* [Exercise]: Retype the records below word for word and omit any image.

# start of Material for this exercise

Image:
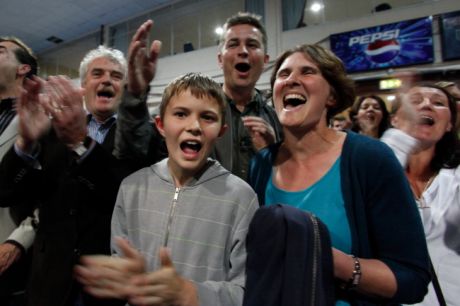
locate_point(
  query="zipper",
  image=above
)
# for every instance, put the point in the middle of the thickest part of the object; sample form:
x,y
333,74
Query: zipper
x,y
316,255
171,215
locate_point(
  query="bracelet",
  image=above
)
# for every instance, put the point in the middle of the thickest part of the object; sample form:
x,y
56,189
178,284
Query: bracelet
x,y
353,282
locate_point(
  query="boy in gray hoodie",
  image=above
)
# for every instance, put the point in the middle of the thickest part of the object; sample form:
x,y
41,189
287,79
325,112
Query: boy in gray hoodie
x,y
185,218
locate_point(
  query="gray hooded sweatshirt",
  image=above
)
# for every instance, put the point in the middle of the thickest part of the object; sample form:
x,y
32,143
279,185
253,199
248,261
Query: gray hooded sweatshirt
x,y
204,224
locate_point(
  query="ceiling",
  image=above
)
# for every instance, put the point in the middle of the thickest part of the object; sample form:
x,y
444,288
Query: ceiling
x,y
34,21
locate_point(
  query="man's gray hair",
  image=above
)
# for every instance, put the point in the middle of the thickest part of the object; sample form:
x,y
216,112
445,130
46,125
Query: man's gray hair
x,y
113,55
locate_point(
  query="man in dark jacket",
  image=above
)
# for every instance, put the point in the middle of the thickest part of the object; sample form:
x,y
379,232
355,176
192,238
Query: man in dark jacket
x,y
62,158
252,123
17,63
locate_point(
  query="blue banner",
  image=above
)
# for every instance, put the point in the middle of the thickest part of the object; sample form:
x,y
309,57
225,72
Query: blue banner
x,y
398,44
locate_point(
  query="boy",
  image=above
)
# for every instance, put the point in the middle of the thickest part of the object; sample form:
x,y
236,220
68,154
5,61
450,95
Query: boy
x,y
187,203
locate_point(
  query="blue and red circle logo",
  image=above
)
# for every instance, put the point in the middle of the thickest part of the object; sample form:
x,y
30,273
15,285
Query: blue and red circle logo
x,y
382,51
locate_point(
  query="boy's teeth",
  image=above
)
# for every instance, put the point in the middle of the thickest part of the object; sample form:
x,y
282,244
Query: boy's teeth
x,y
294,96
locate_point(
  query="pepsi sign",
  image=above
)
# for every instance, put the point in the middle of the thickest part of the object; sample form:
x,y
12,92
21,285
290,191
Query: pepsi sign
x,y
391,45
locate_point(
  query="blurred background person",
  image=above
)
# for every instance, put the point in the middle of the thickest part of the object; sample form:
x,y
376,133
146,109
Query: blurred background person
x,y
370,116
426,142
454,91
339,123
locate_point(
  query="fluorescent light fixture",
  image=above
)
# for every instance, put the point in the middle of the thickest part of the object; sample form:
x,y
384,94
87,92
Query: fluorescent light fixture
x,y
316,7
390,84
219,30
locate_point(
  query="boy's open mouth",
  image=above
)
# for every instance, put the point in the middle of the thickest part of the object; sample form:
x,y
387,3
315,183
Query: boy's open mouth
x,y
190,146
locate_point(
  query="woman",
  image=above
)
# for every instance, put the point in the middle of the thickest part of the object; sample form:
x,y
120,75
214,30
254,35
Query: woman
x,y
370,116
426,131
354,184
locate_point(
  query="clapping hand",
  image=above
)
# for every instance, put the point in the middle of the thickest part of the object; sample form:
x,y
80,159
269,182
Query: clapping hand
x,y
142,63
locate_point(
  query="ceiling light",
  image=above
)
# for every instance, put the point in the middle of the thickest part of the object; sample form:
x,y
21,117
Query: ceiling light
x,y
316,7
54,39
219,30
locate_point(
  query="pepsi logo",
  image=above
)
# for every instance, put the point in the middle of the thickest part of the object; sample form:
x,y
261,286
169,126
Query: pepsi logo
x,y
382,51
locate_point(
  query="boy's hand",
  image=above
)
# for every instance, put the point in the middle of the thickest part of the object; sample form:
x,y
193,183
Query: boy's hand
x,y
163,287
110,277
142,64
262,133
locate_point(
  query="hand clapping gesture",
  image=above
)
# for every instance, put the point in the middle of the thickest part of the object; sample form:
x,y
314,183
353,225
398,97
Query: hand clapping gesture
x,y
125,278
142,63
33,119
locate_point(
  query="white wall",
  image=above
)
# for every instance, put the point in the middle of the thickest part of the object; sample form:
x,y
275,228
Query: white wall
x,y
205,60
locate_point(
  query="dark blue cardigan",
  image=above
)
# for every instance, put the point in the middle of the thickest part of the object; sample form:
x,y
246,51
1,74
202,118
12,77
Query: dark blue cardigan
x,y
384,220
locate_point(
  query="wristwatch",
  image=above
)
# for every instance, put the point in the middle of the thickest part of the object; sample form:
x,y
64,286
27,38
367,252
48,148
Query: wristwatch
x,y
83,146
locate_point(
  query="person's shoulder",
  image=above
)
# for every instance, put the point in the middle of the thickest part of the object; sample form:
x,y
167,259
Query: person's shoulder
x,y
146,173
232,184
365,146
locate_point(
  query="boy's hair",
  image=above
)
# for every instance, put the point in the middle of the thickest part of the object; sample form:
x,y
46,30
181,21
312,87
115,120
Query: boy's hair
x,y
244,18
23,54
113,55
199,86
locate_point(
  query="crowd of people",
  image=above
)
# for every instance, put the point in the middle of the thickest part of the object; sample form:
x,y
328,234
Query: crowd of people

# end of Material for this exercise

* [Complete output]:
Image:
locate_point(
  query="zipper",
  image=above
)
# for every instance, put the point in the middle of the thickest part of the object; sample form:
x,y
333,74
Query: zipper
x,y
316,255
171,215
locate_point(
  query="bracelet",
  image=above
)
# for every instance, put the point in the middle of the thickest part of the object; sample form:
x,y
56,189
178,284
Query: bracelet
x,y
353,282
locate_point(
  query="boy in gray hoodie",
  image=above
)
# for every instance, put the point in the middle of the thickest part of the object; sample form:
x,y
41,189
287,79
325,112
Query: boy in gray hoodie
x,y
185,218
locate_point(
  query="gray hooded sweatshirt",
  image=above
)
# for every instance, put the point in the middle of the thickest part of the object; sample form:
x,y
32,143
279,185
253,199
248,261
Query: gray hooded sweatshirt
x,y
204,224
locate_point(
  query="ceiling",
  image=above
)
# for every instance, put the point in the middle of the thickest part of the object; sample form:
x,y
444,288
Query: ceiling
x,y
34,21
locate_point(
  query="man's gray hair",
  image=above
)
# for every instance, put the point in the middle of the thickest part of the object; sample form:
x,y
216,112
445,130
46,125
Query: man's gray hair
x,y
113,55
locate_point(
  query="man in dark jacket",
  image=above
)
# for every instance, put the point in the middle of the thickest part of the object; sample form:
x,y
379,232
355,176
192,238
Query: man in dark jacket
x,y
62,158
252,123
17,63
locate_point(
  query="blue banner",
  image=above
)
# for every instance, put the point in the middle of the thickest part of the object; sample form:
x,y
309,57
225,72
Query: blue banner
x,y
398,44
locate_point(
  query="boy",
  image=above
)
# for every instance, put the point in the middle of the thickest part of the object; sample form:
x,y
236,220
68,154
5,61
450,95
Query: boy
x,y
187,203
locate_point(
  query="blue and red circle logo",
  image=above
)
# for every instance, put the point in the middle of the thickest part of the object; sample form:
x,y
30,273
15,285
Query: blue and red circle logo
x,y
382,51
locate_point(
  query="boy's teeth",
  image=above
)
# for every instance, put the point in the middle of the thickest part of the object; sample form:
x,y
282,244
Query: boy's teeth
x,y
294,96
locate_point(
  query="pepsi sign",
  image=above
)
# for every instance, put the point in the middle of the thickest part of the object; sample form:
x,y
12,92
21,285
290,191
Query: pepsi sign
x,y
391,45
locate_point(
  query="blurred background person",
  image=above
)
# for every instance, put the point in the middle of the thickest part of the object; sample form:
x,y
376,133
146,109
Query: blurred background person
x,y
370,116
426,142
454,91
339,123
locate_point(
  query="fluorescent light fixture",
  image=above
)
# for every instance, put the point in the middle of the thickest part of the object; sample form:
x,y
384,94
87,92
Query: fluorescent light fixture
x,y
316,7
390,84
219,30
locate_point(
  query="boy's open mouth",
  image=above
)
# for every instance, put the point in the middle of the thickest part of the object; sample form:
x,y
387,3
315,183
Query: boy's open mouth
x,y
190,146
locate_point(
  query="woman",
  image=above
)
# for every instance, put the point in the middle of the thickest part of the object; sample form:
x,y
120,75
214,30
254,35
Query: woman
x,y
370,116
426,131
354,184
locate_point(
  query="clapping hand",
  image=above
)
# for every instance, put the point in the middle of the thickest part of the object; sample form:
x,y
80,159
269,182
Query: clapping hand
x,y
142,63
locate_point(
  query="ceiling light",
  image=above
)
# for every instance, put the point in the middle of the thickest part of the object; sample form:
x,y
21,117
Query: ceiling light
x,y
316,7
54,39
219,30
locate_point(
  query="pepsi logo",
  image=above
)
# for every instance, put the point in the middle of the thickest part of the object; sample form:
x,y
261,286
169,126
Query: pepsi logo
x,y
382,51
locate_point(
  query="boy's hand",
  image=above
)
# for every instance, put the point in the middle of the thickest part of the object; sample form:
x,y
193,183
Query: boy's hand
x,y
163,287
110,277
142,64
262,133
locate_point(
  query="hand clapping gesture",
  image=above
)
# for every instance, put the point in the middle of the thickest part of the object; sample form:
x,y
314,183
353,225
398,97
Query: hand clapping gesture
x,y
125,278
142,63
33,119
locate_point(
  query="white wall",
  image=above
)
# for every instance, put the point in the middle of the thickest part of the object; sample form:
x,y
275,228
Query: white wall
x,y
205,60
locate_point(
  query="dark blue cardigan",
  image=above
)
# for every instance, put the point in the middle of the thickest part of the object; sample form:
x,y
246,51
1,74
202,118
12,77
Query: dark blue cardigan
x,y
384,220
locate_point(
  query="wristwatch",
  image=above
)
# for every instance, put the point in the middle of the thickest part of the object; sample form:
x,y
64,286
27,38
367,252
48,148
Query: wristwatch
x,y
83,146
locate_point(
  query="person's shoulder",
  image=above
)
# for every instance, put the point in the middle of the thickest part of the object; sample form:
x,y
167,259
Query: person's shoulder
x,y
146,173
232,184
365,146
locate_point(
  query="boy's hair",
  image=above
)
# for every instance, put the point in the middle of the thickest part of the object; sample form:
x,y
46,30
181,21
312,87
115,120
Query: boy's hair
x,y
244,18
23,54
113,55
199,86
locate_point(
  query="crowd of people",
  image=above
)
# for every instance, put the point in the middle of the thickest part of the object; sample form:
x,y
328,234
Query: crowd of people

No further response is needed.